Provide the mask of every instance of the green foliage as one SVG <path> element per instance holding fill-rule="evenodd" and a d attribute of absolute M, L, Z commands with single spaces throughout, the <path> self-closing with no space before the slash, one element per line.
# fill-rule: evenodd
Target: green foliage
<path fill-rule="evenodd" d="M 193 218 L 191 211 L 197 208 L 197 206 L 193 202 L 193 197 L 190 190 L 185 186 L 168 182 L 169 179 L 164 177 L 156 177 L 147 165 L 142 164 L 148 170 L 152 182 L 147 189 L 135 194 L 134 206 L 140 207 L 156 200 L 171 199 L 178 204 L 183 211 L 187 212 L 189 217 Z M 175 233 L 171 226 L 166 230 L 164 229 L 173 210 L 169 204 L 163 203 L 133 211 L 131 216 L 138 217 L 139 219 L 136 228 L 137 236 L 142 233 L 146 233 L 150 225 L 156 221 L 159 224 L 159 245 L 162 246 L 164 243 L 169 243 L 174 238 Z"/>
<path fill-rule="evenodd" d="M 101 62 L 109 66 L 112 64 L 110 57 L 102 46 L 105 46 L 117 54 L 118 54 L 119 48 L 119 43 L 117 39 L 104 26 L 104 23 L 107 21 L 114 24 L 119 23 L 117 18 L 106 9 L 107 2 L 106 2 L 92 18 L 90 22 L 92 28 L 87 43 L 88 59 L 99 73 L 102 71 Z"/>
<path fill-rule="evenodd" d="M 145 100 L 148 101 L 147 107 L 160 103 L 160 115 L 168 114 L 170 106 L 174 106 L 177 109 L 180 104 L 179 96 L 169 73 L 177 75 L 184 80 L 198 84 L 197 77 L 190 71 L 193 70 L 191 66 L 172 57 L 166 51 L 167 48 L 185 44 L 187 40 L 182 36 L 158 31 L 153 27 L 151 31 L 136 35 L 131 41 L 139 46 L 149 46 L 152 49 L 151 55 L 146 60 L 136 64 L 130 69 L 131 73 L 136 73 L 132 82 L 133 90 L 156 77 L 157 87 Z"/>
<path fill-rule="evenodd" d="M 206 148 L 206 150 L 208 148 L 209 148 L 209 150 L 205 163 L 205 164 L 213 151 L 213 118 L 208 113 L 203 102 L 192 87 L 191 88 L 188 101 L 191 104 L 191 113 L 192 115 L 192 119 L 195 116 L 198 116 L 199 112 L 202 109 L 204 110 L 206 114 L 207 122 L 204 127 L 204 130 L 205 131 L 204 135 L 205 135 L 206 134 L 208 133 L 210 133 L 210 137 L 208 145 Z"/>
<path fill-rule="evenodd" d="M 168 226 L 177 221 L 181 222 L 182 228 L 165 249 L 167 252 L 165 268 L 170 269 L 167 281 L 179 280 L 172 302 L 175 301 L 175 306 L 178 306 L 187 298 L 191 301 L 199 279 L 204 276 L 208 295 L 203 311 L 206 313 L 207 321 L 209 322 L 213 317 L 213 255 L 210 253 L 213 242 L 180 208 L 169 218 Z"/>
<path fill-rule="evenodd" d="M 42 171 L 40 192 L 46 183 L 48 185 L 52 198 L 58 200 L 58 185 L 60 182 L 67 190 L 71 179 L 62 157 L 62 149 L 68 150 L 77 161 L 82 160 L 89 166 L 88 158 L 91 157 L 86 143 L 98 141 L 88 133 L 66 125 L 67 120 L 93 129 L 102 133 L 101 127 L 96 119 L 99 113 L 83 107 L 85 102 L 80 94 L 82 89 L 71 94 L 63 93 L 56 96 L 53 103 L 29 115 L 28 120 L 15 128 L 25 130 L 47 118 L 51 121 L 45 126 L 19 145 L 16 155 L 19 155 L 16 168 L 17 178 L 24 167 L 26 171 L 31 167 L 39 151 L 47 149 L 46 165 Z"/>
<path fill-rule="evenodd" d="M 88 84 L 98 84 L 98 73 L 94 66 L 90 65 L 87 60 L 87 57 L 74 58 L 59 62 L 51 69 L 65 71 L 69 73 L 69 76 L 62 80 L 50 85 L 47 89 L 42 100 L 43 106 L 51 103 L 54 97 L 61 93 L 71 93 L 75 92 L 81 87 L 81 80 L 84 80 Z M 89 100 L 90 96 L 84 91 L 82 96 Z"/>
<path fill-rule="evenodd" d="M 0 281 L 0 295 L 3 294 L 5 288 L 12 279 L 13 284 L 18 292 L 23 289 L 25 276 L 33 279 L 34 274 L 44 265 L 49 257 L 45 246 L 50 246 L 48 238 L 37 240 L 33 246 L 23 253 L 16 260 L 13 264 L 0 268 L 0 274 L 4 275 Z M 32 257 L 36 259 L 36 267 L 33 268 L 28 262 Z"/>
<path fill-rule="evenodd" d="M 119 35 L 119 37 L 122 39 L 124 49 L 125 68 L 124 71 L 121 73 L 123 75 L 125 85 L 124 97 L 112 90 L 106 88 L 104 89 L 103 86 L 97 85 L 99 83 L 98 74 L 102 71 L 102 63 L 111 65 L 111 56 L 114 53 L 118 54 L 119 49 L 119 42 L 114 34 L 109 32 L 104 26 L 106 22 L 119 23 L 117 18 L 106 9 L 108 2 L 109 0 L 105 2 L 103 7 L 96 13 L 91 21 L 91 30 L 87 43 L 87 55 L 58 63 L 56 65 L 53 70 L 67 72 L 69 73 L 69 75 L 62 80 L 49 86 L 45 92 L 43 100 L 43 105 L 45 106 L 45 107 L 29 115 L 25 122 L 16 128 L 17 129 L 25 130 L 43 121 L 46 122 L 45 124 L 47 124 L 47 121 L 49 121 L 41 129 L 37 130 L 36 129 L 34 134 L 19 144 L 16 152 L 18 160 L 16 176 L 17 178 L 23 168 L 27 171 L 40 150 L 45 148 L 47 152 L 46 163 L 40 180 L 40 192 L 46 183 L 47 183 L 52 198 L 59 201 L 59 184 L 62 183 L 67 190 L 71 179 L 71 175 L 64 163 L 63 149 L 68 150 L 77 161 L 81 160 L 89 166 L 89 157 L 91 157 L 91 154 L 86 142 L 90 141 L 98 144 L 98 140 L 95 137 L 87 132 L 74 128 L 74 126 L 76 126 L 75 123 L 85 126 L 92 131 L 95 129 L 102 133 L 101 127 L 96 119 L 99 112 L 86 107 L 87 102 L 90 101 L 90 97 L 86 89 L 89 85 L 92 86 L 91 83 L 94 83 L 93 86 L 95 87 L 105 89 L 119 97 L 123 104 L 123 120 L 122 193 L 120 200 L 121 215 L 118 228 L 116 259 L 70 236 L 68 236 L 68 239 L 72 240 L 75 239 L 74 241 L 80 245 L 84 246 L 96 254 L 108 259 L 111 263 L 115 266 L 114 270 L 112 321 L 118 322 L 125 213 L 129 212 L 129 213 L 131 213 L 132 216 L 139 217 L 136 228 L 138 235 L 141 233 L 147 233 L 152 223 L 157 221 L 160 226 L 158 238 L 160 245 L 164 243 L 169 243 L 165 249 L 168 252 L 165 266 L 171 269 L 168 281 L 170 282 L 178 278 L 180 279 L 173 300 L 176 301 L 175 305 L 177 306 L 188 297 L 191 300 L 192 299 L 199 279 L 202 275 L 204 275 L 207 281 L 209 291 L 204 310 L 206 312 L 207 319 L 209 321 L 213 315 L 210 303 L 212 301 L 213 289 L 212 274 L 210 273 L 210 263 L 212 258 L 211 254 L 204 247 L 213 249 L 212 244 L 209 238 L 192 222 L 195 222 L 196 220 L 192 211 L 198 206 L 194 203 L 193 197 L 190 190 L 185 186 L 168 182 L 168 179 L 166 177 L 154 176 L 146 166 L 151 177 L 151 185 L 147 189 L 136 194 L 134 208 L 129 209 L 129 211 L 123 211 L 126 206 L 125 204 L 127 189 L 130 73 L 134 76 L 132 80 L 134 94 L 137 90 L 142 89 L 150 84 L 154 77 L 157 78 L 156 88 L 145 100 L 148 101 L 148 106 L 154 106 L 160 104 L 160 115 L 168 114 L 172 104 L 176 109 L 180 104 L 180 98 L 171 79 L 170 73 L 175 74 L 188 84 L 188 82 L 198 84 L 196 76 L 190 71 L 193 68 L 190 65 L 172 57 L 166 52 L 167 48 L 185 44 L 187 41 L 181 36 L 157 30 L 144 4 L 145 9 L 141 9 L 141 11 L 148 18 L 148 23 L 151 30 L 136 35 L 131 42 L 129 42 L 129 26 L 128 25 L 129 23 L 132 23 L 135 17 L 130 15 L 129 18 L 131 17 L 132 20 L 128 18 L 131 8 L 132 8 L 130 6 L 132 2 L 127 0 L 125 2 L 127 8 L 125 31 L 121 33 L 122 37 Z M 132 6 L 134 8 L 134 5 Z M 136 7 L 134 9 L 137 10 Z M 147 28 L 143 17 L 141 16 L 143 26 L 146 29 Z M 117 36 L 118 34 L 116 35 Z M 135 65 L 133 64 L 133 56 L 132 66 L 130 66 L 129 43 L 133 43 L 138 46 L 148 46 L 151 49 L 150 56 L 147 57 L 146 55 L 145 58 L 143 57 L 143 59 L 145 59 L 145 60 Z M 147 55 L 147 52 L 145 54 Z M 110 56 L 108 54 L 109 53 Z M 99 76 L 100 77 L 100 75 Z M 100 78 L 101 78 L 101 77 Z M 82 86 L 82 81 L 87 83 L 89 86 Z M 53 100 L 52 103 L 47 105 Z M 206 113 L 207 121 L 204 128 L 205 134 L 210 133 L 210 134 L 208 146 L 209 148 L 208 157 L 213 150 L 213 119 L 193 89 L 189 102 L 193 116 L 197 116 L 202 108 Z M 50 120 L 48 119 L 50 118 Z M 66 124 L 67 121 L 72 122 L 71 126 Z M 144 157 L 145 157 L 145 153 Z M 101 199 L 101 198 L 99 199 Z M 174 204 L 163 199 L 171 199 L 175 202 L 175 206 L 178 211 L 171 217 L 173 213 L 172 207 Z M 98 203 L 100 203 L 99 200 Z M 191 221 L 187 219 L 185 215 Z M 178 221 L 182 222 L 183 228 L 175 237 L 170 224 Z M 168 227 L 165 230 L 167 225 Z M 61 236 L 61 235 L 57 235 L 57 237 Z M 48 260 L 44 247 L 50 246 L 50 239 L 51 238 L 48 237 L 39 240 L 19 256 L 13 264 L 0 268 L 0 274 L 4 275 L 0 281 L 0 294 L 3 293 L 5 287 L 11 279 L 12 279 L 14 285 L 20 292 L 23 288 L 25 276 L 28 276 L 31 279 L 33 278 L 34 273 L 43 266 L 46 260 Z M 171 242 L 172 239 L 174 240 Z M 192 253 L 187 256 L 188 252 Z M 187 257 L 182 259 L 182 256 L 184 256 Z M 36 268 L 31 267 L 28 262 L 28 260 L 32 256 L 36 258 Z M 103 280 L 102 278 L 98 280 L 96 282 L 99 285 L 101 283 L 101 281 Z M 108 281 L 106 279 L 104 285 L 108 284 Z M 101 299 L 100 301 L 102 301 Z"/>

**YOUR INSTRUCTIONS:** Reproduce everything in the material from its first line down to the line containing "148 101 L 147", including both.

**EXERCISE SOLUTION:**
Provide the mask of every instance of the green foliage as one SVG <path> element per instance holding fill-rule="evenodd" and a d attribute of absolute M, L, Z commands with single spaces throughout, the <path> self-closing with no space before the slash, one element per line.
# fill-rule: evenodd
Target: green foliage
<path fill-rule="evenodd" d="M 193 218 L 191 211 L 197 208 L 197 206 L 193 202 L 193 197 L 190 190 L 185 186 L 168 182 L 169 179 L 164 177 L 156 177 L 147 165 L 142 164 L 148 170 L 152 182 L 147 189 L 135 194 L 134 206 L 140 207 L 156 200 L 171 199 L 178 204 L 183 211 L 187 212 L 189 217 Z M 175 233 L 171 226 L 166 230 L 164 229 L 173 210 L 169 204 L 163 203 L 133 211 L 131 216 L 138 217 L 139 219 L 136 228 L 137 236 L 142 233 L 146 233 L 150 225 L 156 221 L 159 224 L 159 245 L 162 246 L 164 243 L 169 243 L 174 238 Z"/>
<path fill-rule="evenodd" d="M 101 62 L 109 66 L 112 64 L 110 57 L 102 46 L 105 46 L 117 54 L 118 54 L 119 48 L 119 43 L 117 39 L 104 26 L 104 23 L 107 21 L 114 24 L 119 23 L 117 18 L 106 9 L 107 2 L 106 2 L 92 18 L 90 22 L 92 28 L 87 43 L 88 59 L 99 73 L 102 71 Z"/>
<path fill-rule="evenodd" d="M 145 100 L 148 101 L 147 107 L 160 103 L 160 115 L 168 114 L 170 106 L 174 106 L 177 109 L 180 104 L 179 96 L 169 73 L 177 75 L 184 80 L 198 84 L 197 77 L 190 71 L 193 70 L 191 66 L 172 57 L 166 51 L 167 48 L 185 44 L 187 40 L 182 36 L 158 31 L 153 27 L 151 31 L 136 35 L 131 41 L 139 46 L 149 46 L 152 49 L 151 55 L 146 60 L 136 64 L 130 69 L 131 73 L 136 73 L 132 82 L 133 90 L 156 77 L 157 87 Z"/>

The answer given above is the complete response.